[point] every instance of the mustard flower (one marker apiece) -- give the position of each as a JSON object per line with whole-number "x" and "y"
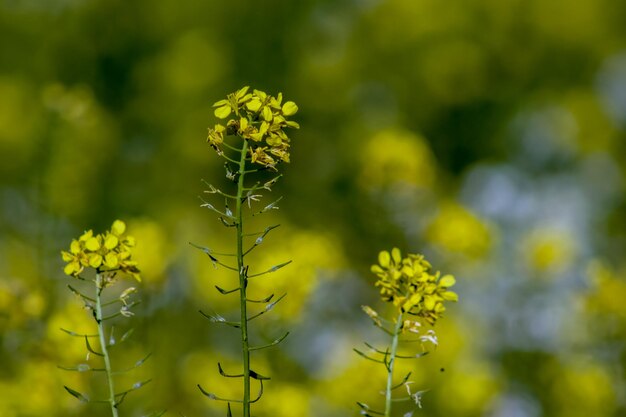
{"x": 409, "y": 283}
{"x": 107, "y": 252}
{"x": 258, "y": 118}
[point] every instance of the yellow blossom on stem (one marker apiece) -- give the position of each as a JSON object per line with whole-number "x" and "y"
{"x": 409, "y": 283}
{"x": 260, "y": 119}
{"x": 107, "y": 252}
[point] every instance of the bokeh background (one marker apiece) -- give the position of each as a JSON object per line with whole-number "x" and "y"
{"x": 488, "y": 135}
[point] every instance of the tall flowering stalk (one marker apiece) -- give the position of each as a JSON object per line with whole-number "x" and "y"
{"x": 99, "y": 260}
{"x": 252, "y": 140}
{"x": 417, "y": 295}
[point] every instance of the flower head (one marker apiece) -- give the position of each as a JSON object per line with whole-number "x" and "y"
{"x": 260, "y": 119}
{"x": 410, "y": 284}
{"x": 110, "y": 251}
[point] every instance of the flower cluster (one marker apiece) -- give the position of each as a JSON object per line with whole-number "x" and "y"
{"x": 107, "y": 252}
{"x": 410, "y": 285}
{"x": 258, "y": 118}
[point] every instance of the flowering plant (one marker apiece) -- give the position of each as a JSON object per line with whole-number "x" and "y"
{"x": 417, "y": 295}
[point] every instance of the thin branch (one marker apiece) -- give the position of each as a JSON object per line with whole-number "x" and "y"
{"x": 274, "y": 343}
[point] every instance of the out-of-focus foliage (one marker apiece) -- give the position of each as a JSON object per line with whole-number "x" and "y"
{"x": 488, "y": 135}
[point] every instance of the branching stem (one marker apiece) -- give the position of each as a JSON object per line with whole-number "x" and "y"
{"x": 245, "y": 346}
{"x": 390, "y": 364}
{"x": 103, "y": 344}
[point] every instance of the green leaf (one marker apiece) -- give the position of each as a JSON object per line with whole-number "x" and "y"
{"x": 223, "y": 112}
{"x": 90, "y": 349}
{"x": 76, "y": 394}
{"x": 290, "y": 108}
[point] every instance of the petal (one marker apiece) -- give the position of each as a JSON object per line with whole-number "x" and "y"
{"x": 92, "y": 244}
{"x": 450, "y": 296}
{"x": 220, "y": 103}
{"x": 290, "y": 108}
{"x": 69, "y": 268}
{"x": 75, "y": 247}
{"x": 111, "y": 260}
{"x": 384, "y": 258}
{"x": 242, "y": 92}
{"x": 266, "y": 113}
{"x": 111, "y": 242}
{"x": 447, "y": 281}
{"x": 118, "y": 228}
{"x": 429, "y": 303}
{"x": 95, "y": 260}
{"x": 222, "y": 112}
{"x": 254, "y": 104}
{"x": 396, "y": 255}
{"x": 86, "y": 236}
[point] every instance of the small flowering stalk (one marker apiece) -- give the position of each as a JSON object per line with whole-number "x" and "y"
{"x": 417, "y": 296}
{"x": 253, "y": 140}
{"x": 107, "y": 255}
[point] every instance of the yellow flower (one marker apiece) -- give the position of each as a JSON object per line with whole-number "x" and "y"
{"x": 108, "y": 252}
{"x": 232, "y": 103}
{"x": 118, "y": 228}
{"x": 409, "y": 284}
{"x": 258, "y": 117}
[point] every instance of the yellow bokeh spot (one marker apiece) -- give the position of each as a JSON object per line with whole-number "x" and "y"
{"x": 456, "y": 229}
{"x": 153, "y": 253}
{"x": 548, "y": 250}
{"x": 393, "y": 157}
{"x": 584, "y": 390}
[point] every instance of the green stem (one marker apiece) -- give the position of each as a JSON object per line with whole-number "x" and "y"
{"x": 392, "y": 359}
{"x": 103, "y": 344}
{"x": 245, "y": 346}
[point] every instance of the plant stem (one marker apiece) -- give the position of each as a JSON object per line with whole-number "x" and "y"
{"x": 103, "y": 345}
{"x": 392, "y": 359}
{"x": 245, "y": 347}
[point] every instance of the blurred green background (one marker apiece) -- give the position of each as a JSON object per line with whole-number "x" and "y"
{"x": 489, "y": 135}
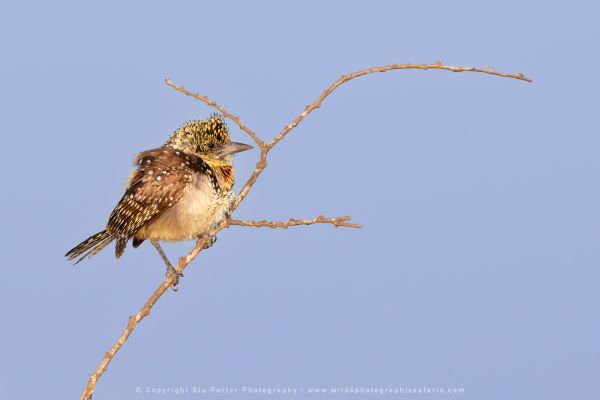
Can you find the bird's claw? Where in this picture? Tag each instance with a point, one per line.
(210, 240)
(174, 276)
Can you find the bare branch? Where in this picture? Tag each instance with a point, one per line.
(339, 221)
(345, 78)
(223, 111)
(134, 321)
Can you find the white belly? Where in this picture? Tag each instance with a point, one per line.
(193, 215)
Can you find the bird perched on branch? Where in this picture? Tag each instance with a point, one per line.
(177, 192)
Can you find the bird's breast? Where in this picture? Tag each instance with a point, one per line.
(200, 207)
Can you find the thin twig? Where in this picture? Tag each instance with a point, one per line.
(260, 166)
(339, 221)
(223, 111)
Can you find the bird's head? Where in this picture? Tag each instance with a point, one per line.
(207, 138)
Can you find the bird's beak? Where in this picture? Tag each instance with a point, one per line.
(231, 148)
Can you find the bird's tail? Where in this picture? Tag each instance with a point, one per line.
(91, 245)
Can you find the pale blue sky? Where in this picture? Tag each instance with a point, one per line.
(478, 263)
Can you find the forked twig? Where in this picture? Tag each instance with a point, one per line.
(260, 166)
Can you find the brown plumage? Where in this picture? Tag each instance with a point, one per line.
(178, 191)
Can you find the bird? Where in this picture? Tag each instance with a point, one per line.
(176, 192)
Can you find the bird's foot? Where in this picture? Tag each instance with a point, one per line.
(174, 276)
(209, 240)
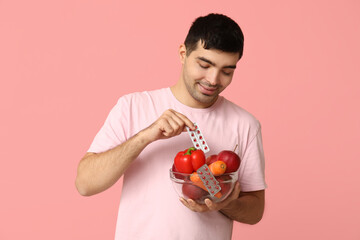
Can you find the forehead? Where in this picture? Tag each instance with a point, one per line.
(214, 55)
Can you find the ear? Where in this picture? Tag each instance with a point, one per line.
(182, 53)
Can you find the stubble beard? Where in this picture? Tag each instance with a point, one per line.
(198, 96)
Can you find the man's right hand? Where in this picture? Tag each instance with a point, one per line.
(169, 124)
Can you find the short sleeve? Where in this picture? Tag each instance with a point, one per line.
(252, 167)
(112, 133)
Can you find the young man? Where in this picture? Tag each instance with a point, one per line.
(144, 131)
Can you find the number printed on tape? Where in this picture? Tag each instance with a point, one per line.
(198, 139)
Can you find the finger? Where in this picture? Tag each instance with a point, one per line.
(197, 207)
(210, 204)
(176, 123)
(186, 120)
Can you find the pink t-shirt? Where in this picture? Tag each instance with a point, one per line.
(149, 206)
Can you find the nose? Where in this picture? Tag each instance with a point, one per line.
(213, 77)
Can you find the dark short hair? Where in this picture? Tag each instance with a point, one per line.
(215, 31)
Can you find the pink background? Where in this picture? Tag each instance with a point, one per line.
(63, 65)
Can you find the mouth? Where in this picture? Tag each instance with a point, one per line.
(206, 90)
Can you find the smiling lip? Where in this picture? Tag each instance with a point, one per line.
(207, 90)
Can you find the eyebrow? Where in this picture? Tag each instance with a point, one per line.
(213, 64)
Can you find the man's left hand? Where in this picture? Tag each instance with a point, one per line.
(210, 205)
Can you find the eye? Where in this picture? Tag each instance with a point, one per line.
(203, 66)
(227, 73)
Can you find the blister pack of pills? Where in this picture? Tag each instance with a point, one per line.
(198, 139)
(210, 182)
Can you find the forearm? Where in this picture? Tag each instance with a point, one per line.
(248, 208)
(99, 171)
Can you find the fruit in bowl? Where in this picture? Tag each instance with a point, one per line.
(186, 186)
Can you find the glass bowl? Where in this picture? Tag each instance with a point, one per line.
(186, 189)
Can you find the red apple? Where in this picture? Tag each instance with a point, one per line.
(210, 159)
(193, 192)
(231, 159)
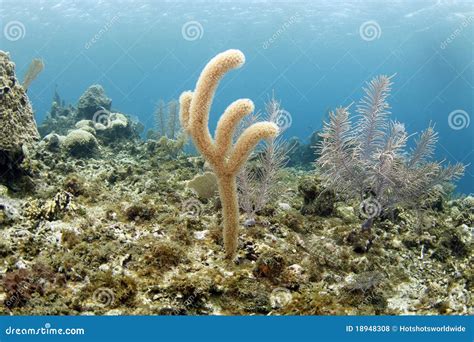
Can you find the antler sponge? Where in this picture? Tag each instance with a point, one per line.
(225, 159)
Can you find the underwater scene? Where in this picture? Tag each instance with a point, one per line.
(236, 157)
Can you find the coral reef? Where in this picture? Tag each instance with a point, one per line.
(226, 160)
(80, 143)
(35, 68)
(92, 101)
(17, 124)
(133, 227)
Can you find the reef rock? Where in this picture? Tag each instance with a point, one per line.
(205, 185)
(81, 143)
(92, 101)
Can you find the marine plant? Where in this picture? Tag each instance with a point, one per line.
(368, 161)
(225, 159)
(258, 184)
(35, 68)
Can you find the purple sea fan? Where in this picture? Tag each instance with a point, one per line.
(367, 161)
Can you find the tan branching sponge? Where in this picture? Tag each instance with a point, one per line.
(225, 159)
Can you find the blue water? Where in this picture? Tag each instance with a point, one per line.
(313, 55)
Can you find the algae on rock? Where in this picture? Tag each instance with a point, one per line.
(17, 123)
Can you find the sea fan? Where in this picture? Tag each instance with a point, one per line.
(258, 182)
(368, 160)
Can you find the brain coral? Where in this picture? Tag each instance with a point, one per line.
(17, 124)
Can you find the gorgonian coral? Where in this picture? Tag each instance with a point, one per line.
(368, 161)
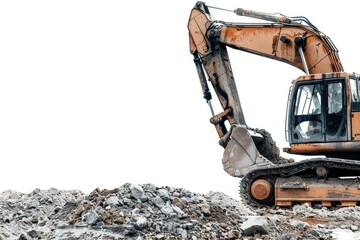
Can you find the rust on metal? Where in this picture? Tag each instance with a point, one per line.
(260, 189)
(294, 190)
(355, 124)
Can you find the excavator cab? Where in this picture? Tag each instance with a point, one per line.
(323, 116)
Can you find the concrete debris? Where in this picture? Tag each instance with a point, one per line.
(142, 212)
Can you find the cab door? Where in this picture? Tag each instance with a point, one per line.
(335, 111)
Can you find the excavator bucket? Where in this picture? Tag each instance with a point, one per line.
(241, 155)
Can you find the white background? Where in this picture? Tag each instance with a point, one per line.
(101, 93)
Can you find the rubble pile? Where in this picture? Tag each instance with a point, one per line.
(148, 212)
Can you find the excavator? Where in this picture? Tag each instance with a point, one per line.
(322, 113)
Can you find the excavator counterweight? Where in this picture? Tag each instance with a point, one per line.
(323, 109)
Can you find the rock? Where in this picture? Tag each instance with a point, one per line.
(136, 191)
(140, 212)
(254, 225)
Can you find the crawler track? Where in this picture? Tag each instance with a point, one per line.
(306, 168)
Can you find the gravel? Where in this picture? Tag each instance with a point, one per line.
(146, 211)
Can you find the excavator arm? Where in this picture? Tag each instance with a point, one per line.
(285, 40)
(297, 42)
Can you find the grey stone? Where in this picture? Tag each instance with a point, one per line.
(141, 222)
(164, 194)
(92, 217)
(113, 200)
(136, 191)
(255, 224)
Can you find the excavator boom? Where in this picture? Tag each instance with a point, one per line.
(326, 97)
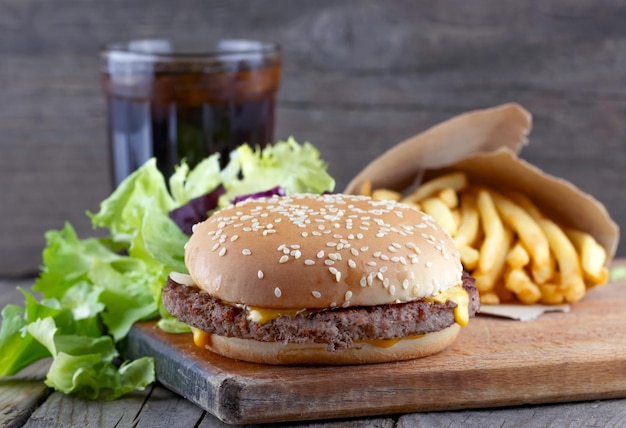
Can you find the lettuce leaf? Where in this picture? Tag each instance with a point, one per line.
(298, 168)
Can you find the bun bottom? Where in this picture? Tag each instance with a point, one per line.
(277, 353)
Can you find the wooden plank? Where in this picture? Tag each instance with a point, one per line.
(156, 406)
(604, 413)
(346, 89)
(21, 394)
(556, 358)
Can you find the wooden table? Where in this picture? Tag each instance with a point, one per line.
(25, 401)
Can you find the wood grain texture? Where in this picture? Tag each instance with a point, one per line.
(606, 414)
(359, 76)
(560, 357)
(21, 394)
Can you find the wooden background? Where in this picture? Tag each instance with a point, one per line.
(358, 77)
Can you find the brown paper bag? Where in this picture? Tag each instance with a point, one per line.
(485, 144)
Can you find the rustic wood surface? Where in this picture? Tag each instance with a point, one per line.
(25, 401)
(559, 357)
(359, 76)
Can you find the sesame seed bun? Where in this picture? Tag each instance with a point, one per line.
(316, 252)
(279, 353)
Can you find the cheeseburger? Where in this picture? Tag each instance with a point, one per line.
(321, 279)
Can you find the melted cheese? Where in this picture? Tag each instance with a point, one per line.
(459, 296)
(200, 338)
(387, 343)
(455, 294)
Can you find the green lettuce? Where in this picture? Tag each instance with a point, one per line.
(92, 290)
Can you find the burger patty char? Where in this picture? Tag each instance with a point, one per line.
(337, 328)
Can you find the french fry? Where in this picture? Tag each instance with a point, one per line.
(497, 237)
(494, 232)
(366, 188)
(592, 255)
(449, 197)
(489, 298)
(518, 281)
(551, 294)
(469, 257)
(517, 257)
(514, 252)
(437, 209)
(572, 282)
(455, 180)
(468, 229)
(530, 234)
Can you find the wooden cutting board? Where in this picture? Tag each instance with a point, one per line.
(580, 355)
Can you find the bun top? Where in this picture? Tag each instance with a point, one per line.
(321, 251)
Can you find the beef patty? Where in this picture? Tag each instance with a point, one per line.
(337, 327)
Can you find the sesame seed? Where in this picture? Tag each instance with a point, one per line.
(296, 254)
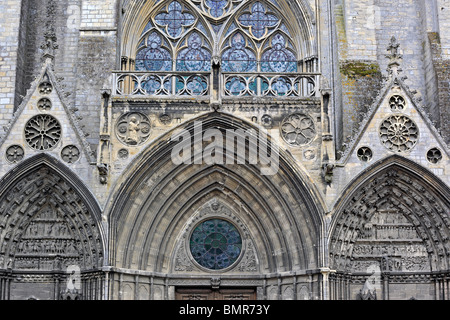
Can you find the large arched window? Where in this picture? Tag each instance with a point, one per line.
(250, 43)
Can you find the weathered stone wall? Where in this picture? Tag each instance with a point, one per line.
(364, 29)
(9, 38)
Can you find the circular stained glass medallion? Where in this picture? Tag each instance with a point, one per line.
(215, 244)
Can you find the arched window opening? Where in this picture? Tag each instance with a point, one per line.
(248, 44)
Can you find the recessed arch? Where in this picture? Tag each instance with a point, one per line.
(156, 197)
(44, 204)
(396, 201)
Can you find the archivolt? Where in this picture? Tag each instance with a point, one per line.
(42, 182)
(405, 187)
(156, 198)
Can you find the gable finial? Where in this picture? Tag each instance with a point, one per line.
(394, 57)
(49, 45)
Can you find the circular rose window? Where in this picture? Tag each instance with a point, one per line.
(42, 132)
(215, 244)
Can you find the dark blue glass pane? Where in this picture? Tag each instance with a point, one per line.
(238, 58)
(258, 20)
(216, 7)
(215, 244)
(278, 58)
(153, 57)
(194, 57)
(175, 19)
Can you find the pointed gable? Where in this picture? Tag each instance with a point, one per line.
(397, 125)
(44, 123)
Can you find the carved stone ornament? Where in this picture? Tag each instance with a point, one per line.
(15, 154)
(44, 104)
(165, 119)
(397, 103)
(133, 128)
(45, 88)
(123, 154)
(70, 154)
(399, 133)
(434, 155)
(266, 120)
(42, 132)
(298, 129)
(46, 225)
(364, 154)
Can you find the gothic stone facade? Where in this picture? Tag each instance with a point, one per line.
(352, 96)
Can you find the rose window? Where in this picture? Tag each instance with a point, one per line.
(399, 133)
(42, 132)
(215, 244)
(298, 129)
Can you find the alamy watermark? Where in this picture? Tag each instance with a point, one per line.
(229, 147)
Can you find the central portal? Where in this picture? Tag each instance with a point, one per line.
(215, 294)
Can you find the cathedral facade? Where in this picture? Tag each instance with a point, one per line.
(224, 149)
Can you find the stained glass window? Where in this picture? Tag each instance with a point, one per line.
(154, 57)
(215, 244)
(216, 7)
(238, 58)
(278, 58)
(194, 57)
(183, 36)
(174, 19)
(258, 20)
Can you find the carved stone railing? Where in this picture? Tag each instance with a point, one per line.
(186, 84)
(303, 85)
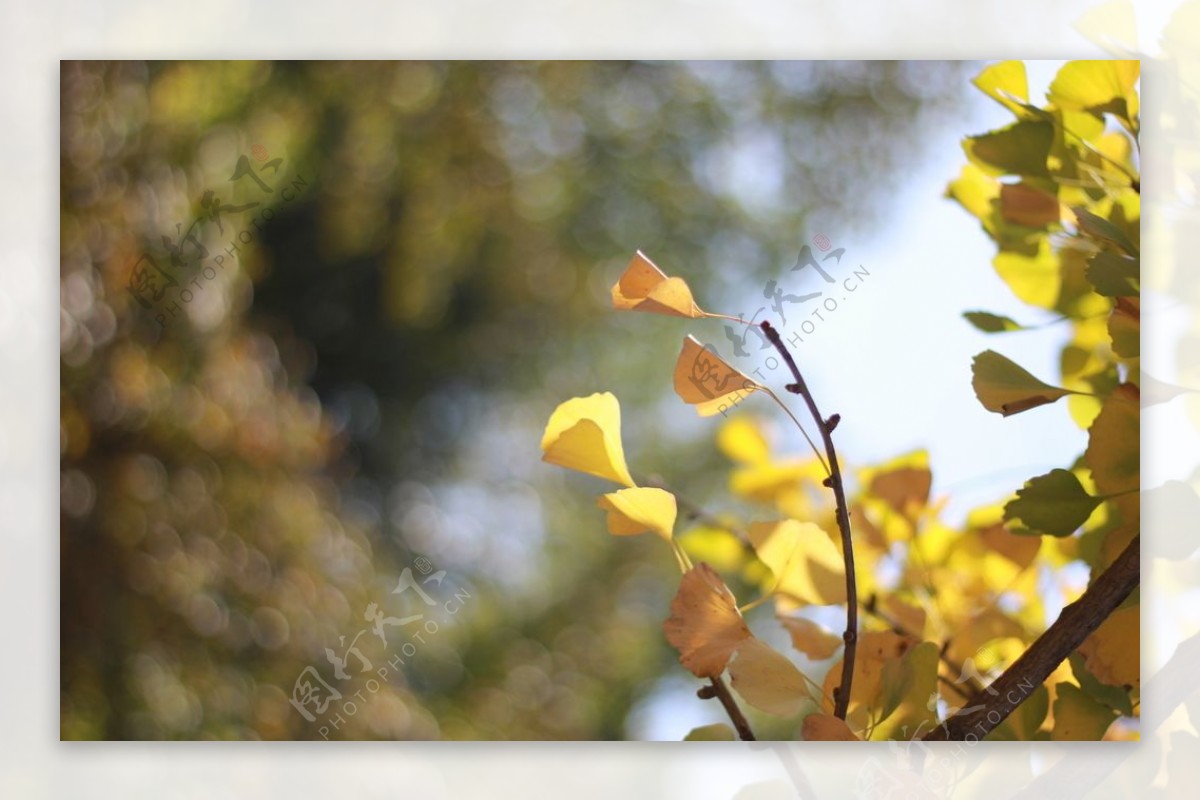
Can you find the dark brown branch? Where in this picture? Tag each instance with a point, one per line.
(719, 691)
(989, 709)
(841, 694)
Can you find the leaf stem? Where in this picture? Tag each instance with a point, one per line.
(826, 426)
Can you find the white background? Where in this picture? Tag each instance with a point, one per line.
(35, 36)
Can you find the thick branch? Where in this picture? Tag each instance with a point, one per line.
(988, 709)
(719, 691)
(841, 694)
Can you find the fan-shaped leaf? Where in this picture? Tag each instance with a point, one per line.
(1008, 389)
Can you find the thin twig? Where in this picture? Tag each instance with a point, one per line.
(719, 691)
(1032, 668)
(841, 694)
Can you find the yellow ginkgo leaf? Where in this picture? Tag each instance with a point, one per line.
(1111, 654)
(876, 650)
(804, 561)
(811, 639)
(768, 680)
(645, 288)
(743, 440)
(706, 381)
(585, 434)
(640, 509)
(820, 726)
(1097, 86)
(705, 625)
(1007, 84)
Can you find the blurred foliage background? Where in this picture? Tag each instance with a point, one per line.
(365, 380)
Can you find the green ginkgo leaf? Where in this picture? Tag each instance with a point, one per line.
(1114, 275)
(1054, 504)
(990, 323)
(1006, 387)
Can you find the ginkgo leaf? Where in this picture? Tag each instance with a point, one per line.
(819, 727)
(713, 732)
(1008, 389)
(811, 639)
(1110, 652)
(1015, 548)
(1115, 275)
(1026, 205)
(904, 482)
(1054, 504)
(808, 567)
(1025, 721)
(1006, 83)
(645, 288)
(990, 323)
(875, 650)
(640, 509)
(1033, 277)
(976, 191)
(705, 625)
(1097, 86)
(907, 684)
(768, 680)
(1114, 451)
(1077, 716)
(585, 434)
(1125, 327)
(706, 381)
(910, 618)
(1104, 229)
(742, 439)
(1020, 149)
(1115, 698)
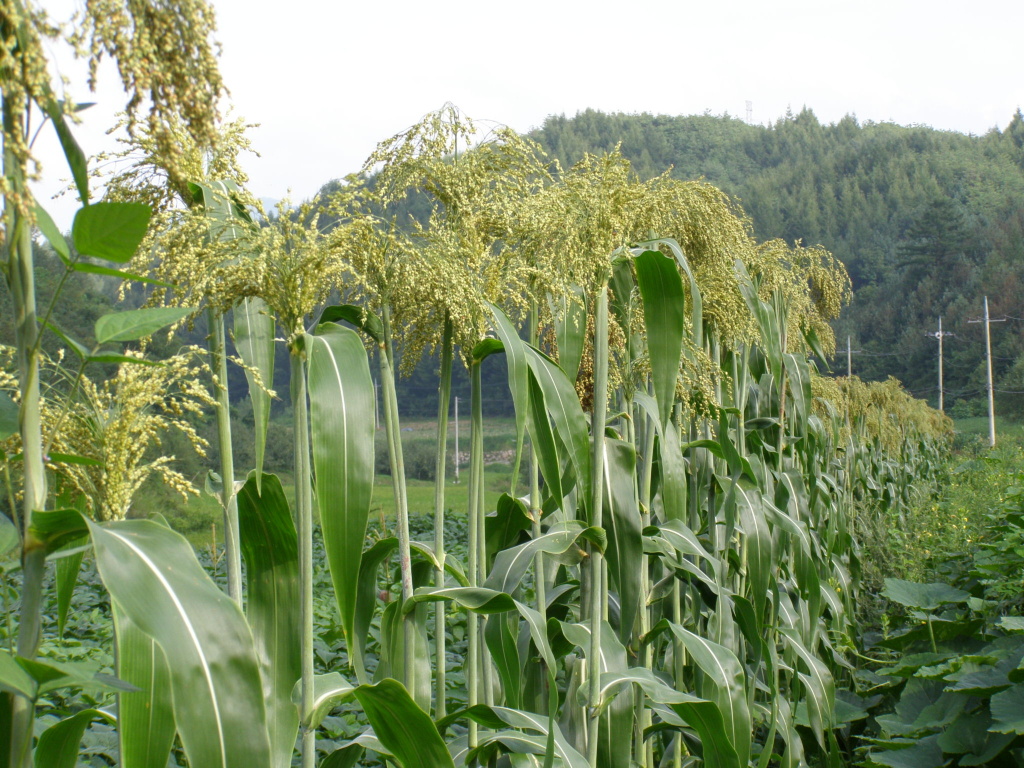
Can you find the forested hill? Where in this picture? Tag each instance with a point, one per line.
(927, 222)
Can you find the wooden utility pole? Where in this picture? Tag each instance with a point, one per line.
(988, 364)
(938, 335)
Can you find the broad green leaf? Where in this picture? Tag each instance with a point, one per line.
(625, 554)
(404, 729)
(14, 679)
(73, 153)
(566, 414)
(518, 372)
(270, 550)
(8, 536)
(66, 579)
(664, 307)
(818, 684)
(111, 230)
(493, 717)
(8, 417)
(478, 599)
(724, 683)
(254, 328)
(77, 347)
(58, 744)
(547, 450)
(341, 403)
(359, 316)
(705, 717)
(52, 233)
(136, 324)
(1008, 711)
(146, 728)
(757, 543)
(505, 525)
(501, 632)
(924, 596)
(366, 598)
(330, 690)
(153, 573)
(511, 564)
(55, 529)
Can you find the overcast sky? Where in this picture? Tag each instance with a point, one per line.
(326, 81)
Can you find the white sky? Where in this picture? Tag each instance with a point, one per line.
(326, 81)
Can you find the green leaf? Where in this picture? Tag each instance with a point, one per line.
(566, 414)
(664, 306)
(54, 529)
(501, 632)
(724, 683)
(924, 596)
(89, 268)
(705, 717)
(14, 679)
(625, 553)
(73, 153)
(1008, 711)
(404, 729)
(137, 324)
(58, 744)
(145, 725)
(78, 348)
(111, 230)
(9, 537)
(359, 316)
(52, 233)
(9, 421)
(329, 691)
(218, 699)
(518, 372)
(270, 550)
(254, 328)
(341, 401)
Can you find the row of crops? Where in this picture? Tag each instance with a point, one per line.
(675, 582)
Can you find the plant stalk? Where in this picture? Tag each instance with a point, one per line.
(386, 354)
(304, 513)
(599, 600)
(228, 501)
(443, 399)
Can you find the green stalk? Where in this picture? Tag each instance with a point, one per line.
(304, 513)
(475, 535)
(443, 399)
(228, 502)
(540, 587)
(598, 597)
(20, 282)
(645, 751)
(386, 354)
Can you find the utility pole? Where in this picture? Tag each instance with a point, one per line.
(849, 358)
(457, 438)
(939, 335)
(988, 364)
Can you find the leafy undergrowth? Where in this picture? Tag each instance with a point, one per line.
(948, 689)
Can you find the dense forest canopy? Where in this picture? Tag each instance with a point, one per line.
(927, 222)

----------

## WHAT THIS TASK INVOLVES
Quote only the lines from the one containing "Can you find the green stalk?" through the final line of the records, with both ends included.

## SOLVED EXERCISE
Can you find the green stalk? Where in this picture? Tag each instance with a point, one per line.
(304, 513)
(475, 535)
(443, 399)
(228, 502)
(540, 587)
(598, 597)
(20, 282)
(645, 751)
(386, 354)
Can you find the utility pole? Where in this picture? Tag each instance with a point, one per line.
(849, 358)
(457, 438)
(939, 335)
(988, 364)
Can you find the leafy undergrowth? Where in this picture? Tag each instance with a point, one per line.
(948, 689)
Can you find the dense forest canopy? Where in this picture? Tag each instance with a point, one per line.
(927, 222)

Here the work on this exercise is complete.